Your task => What you produce should be an exact transcription of the data, minus any pictures.

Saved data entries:
::::::::::

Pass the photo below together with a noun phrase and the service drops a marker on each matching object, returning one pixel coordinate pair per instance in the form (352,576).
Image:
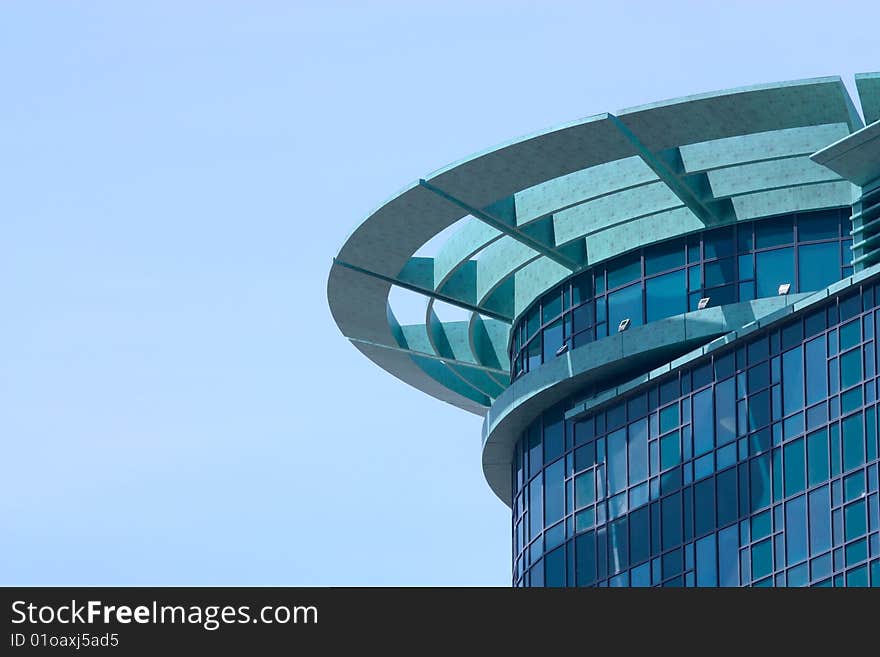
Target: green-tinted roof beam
(424,290)
(506,228)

::::::::::

Solution for this task =>
Pass the photo below together with a noun phrase and the service drops a marker on each matching object, returning one pixel coordinate pair per instance in the form (352,576).
Image:
Target: green-tinted roof beam
(424,290)
(506,228)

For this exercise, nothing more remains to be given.